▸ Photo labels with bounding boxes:

- - -

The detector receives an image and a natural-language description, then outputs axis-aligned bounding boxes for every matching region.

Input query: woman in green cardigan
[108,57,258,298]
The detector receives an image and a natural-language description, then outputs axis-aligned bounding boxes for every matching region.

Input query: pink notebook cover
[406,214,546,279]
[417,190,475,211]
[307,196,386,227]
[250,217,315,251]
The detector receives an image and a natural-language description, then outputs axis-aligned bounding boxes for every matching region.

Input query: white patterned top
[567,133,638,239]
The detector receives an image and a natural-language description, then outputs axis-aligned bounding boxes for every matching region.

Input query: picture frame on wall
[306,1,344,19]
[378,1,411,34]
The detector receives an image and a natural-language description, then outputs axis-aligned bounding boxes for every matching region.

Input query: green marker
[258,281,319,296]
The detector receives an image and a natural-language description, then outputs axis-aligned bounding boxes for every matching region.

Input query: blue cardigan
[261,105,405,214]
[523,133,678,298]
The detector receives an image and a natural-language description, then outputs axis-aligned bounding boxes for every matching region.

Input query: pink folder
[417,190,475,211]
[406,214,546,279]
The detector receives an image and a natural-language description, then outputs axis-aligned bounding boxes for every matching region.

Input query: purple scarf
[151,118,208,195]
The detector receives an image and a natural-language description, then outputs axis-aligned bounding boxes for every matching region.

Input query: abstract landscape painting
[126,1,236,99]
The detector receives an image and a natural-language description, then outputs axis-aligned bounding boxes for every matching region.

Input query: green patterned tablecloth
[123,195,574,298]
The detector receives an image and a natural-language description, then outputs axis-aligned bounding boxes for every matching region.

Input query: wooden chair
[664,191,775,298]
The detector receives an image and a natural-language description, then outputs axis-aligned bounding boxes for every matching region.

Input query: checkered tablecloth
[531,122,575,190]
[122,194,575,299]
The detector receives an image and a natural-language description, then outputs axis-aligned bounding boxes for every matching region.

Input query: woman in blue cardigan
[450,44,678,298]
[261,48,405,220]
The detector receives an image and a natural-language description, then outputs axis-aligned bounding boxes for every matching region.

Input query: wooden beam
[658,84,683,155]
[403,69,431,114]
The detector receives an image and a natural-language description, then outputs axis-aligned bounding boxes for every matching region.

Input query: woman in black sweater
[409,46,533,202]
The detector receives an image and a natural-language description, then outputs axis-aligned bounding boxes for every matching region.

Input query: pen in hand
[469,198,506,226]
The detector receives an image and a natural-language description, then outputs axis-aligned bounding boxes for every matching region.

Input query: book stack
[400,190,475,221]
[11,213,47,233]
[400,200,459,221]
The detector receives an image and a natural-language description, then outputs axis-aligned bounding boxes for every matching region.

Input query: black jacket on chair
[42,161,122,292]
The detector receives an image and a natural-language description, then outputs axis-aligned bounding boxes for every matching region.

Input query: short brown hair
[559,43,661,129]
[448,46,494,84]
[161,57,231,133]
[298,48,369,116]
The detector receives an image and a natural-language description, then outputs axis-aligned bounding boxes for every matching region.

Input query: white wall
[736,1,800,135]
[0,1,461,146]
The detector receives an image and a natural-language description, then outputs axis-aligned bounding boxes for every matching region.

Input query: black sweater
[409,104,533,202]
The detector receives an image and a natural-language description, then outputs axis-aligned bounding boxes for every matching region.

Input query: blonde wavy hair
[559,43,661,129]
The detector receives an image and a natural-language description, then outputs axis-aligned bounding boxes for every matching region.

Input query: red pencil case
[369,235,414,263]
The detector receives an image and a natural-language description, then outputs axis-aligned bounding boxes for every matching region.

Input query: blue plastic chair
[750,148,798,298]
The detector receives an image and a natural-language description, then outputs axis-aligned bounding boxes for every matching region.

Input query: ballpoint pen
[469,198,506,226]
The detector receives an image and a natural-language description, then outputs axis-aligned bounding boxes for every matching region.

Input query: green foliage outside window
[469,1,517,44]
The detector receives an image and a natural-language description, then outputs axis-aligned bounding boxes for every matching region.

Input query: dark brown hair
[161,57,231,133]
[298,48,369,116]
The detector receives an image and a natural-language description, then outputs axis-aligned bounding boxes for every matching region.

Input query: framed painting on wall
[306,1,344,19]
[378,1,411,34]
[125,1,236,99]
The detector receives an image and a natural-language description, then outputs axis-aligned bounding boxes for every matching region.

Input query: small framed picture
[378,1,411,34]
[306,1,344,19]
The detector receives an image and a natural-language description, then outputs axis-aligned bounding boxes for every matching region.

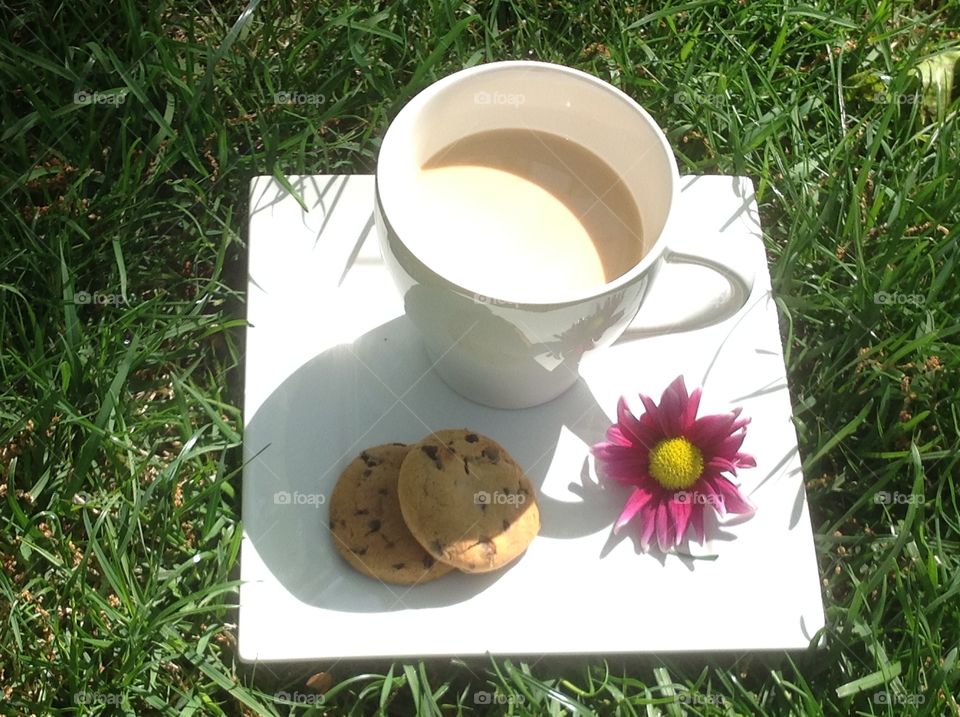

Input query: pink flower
[591,376,757,552]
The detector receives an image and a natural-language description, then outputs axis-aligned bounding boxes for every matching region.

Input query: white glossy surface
[240,176,823,661]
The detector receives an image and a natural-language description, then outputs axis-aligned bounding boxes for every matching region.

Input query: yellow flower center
[650,438,703,490]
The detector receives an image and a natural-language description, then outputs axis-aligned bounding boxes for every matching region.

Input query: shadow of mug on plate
[374,61,753,408]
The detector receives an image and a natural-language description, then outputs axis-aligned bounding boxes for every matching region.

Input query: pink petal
[617,396,660,451]
[687,409,747,455]
[680,388,703,434]
[657,501,673,553]
[715,431,747,458]
[690,508,706,545]
[606,423,633,446]
[613,486,653,533]
[697,470,727,516]
[640,503,657,551]
[640,393,663,431]
[660,376,687,437]
[706,456,737,475]
[669,500,688,545]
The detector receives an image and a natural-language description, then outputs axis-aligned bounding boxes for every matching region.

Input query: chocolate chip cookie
[330,443,452,585]
[398,428,540,573]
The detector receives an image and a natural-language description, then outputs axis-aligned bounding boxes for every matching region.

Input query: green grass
[0,0,960,717]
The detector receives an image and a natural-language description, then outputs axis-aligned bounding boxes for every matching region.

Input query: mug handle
[617,243,754,343]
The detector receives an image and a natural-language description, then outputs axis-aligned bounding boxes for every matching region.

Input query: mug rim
[374,60,680,308]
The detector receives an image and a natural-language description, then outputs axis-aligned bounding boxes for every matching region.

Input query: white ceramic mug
[374,61,753,408]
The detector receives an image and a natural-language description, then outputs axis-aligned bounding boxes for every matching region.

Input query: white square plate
[240,176,824,661]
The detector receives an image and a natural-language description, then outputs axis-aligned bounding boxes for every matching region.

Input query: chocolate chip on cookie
[397,429,540,573]
[329,444,452,585]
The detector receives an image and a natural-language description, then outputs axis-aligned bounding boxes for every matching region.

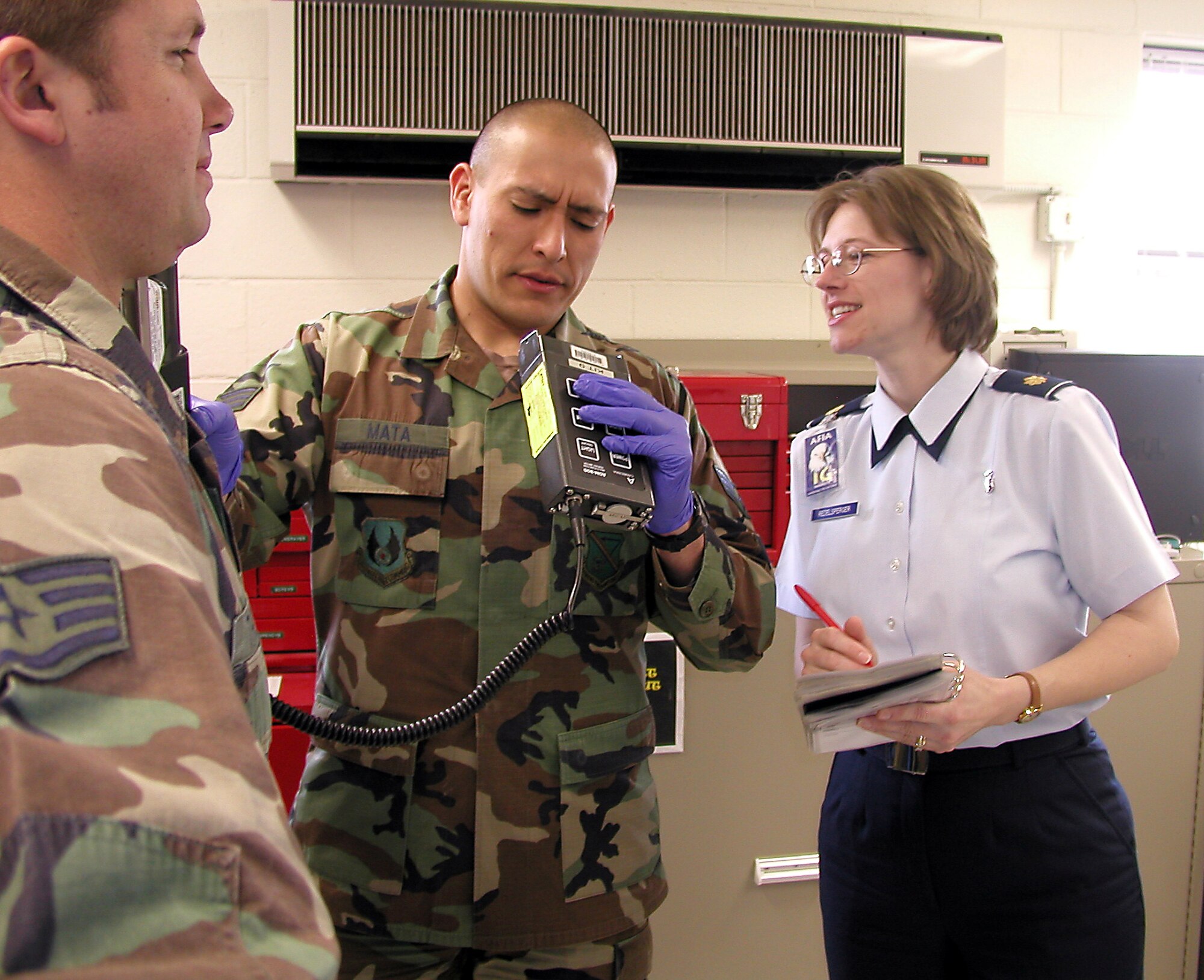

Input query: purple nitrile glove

- - -

Tally the lines in the records above that contain the string "pink", and reply with that number alone.

▸ Completed task:
4